» Activity: Your answer should be each line of the entries that contains the word "simplified", copied in full.

============

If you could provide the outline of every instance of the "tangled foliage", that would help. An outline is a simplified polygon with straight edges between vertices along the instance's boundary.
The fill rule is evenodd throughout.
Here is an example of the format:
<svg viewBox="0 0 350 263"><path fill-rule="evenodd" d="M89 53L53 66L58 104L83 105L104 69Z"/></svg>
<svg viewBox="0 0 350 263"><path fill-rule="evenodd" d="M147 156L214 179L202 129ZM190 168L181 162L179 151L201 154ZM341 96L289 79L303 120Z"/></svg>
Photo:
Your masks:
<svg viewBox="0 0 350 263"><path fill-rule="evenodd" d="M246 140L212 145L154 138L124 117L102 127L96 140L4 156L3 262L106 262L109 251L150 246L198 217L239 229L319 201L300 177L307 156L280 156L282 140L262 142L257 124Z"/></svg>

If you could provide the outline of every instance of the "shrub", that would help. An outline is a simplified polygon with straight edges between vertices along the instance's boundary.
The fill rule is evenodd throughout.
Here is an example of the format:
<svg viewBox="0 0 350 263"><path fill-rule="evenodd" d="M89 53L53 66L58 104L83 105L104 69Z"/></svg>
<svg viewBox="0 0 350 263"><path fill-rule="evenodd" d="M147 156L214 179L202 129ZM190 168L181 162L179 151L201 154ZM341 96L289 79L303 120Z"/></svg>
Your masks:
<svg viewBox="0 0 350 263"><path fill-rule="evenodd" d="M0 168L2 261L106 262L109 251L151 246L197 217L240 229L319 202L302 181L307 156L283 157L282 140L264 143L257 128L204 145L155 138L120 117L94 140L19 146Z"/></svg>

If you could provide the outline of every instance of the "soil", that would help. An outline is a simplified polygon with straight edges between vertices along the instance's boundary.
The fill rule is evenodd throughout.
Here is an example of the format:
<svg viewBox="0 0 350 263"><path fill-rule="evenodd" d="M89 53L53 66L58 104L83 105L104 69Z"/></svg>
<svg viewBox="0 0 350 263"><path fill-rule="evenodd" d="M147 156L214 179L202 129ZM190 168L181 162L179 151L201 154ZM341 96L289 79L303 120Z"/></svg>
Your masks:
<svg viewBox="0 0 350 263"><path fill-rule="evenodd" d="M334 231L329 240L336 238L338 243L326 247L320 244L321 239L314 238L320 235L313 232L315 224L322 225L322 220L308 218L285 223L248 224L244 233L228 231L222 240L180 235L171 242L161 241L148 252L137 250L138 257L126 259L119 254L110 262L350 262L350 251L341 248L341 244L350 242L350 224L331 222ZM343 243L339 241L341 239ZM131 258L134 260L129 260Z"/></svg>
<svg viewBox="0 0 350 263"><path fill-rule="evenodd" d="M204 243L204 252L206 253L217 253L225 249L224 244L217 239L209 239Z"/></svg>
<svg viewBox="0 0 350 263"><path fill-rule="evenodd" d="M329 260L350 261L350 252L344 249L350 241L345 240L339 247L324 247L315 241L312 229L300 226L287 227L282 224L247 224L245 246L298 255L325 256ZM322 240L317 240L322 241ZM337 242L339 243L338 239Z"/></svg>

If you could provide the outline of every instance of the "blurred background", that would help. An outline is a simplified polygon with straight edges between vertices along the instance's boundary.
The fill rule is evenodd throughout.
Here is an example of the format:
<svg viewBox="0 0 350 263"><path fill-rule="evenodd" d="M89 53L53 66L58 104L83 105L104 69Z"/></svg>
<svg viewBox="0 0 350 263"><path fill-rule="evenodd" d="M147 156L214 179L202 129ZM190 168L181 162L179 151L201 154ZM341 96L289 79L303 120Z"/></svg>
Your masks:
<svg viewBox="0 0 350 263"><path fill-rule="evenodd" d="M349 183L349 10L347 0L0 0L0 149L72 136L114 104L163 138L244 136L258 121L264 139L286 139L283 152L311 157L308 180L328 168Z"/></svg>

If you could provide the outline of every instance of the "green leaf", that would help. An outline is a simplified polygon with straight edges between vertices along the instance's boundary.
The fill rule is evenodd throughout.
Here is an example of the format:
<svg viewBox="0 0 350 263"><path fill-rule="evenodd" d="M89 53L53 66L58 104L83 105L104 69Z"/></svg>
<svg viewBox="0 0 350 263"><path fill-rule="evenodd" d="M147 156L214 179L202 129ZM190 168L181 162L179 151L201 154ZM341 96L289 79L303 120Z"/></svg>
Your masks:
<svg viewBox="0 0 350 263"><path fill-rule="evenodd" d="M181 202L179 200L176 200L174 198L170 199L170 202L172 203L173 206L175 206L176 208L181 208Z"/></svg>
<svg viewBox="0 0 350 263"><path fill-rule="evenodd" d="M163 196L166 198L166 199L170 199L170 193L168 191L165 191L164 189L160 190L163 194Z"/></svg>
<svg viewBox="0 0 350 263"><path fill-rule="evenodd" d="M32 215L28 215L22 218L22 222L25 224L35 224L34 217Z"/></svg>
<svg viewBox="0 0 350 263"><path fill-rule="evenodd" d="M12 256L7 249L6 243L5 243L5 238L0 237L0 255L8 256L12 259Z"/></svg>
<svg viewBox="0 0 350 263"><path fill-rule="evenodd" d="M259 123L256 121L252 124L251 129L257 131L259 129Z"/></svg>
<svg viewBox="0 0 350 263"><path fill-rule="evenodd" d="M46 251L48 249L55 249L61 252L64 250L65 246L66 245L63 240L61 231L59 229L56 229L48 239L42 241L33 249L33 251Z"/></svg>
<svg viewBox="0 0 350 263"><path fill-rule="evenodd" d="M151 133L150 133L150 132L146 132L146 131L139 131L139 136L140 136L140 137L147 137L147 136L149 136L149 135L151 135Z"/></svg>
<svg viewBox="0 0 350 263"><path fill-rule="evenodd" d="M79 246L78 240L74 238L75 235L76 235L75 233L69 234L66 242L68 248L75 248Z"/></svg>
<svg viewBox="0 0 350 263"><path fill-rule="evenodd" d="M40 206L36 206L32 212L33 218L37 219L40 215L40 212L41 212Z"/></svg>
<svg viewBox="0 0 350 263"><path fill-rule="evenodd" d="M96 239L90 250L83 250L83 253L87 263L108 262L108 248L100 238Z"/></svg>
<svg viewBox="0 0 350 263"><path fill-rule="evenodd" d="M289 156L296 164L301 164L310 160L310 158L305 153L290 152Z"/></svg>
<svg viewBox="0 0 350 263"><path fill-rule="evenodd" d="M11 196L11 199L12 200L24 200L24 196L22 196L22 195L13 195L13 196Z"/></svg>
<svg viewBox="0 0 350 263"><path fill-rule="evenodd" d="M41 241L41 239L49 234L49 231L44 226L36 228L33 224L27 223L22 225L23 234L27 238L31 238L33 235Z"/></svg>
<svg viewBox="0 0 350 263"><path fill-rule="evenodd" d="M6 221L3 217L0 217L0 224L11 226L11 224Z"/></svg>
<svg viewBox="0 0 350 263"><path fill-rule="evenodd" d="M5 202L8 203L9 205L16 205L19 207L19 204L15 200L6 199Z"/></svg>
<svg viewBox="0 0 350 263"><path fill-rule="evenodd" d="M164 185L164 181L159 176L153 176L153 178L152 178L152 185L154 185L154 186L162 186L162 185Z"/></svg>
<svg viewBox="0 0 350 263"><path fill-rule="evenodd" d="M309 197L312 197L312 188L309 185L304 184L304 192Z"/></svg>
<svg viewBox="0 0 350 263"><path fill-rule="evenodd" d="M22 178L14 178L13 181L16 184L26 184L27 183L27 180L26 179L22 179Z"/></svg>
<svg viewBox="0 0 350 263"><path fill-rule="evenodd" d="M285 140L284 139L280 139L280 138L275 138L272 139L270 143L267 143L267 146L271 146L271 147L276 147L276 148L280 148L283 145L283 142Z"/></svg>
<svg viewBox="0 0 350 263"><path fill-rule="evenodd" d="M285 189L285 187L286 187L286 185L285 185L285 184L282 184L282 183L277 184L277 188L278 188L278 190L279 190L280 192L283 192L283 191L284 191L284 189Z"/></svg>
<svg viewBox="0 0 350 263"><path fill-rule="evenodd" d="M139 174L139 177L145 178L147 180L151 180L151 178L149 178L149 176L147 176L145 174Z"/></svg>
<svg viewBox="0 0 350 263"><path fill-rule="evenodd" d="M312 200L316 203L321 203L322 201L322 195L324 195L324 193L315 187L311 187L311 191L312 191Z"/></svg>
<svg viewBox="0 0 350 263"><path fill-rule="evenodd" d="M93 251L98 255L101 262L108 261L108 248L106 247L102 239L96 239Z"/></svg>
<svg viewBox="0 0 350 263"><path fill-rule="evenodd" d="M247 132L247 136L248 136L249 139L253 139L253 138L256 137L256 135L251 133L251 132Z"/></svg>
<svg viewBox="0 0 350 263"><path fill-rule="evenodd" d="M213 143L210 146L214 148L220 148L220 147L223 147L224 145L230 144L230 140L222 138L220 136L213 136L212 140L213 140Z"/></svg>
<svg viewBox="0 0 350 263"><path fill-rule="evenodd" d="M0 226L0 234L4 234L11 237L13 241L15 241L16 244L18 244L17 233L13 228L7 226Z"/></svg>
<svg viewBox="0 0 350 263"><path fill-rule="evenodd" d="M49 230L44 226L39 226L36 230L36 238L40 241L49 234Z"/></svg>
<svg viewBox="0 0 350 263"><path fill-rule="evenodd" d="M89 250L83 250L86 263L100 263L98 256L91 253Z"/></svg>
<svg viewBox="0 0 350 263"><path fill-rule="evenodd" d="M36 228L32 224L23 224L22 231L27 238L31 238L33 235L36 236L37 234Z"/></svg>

============

» Result:
If you could provide the outline of every instance of the "tangled foliage", that would help. An outline is a simplified polygon with straight edges between vertices along the instance's boundary.
If you could provide the outline of every instance of the "shrub", that would help. An outline is a simplified polygon with straight edges between vertices along the instance's boundary.
If you could provide the outline of every instance of the "soil", that would help. An outline is a simplified polygon with straight edges between vertices along the instance's boundary.
If you could provide the outline of every instance of the "blurred background", that would help. An outline is a simplified polygon with straight edges between vertices along the instance's boundary.
If you could provide the outline of every instance of the "green leaf", that would help. An outline is a simplified polygon with straight edges between vertices along the instance's boundary.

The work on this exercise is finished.